WORK INSTRUCTIONS:
Repeat the records below exactly as they appear.

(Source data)
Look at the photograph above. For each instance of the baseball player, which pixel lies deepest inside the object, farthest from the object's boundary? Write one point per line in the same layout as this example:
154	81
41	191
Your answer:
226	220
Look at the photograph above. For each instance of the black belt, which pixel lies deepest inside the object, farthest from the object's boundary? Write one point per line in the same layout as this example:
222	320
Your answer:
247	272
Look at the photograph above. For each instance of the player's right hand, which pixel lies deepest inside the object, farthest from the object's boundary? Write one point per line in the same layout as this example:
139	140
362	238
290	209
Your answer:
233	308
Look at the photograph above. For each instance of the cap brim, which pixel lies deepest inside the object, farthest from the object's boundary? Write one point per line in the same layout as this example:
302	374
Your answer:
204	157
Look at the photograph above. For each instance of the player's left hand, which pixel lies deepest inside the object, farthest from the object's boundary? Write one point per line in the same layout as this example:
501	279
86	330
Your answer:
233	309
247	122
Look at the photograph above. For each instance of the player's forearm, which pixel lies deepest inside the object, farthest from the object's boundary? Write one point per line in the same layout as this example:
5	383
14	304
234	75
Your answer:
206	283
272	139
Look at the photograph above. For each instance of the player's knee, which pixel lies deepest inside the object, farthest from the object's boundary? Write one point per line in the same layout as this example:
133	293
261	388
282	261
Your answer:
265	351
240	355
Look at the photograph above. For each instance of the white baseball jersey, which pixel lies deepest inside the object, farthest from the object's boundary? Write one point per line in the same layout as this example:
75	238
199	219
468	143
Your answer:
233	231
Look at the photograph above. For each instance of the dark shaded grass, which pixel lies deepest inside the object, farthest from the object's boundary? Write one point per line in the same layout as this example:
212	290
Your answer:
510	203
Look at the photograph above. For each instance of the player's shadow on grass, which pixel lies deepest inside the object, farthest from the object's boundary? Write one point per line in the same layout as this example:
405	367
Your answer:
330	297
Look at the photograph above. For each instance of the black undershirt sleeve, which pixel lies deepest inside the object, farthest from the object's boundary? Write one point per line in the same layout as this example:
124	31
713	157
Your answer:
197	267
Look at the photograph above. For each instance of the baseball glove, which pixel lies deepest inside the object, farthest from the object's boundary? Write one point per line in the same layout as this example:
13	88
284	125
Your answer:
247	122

CORRECT OUTPUT:
Look at the photograph above. For each instance of the baseball player, which pixel lies deepest inside the object, farthest from the object's boundary? Write one point per line in the same layout as this example:
154	81
41	191
Your answer:
226	220
Look at the photograph above. For each instance of the black belt, which pixel lies deepest inside the object, farthest from the object's boundary? Write one point per line in the same layout as this example:
222	320
Your answer:
247	272
Look at the photograph above. For each instance of the player's right hand, which pixel lies deepest inside the object, farthest from the object's boundary? Write one point per line in the same layout as this example:
139	140
362	238
290	209
Your answer:
233	308
Look at the photograph above. For each instance of the cap brim, which pixel lies deepest inside the object, farthest from the object's boundary? Write one point per line in the same layout as this example:
302	374
Your answer:
204	157
Look at the photograph above. For each instance of the player's left hand, which pixel lies deepest inside the object, farthest from the object's boundary? Write one point per line in the same layout as this example:
501	279
86	330
Your answer:
233	309
247	122
Look at the photograph above. For each instance of the player's forearm, which pixel lies deepest inside the object, farthest from the object's boundary? Write one point per line in the same layout as this example:
5	383
14	304
234	75
Your answer:
206	283
272	139
Look at the photograph above. For each instance of the player's knee, which pixel lies deepest inside the object, farthest from the object's boundary? Write one point per line in the same layout as this example:
133	293
261	388
282	261
Your answer:
265	351
240	355
Look at the photograph above. For each instance of the white baseball jersey, which pixel lies deepest inside the object, farthest from the object's boundary? Write one point per line in the same layout as this example:
75	238
199	219
468	143
Your answer:
233	231
Look at the photograph above. For each instance of the dark shaded grass, which pixel lies deepest inside the object, farthest from the object's boundary? Write one point per line in the same layout as this example:
212	290
Your answer:
510	203
Look at the photograph above. For each instance of the player's shadow on grass, which pixel lies deepest inside the object, farthest from the object's boundary? Write one point per line in the same layout as this example:
405	367
Your answer:
330	297
Look at the photograph above. For each instance of the black undershirt sleeve, which pixel lies deepest inside the object, farthest from the object's boundary? Write one point per line in the same layout as this example:
124	31
713	157
Your answer:
197	267
Look at the photograph above. For each instance of the baseball glove, which pixel lies deepest inside the object, farthest from the object's boundary? Write one point per line in the same layout as this example:
13	88
284	125
Your answer:
247	122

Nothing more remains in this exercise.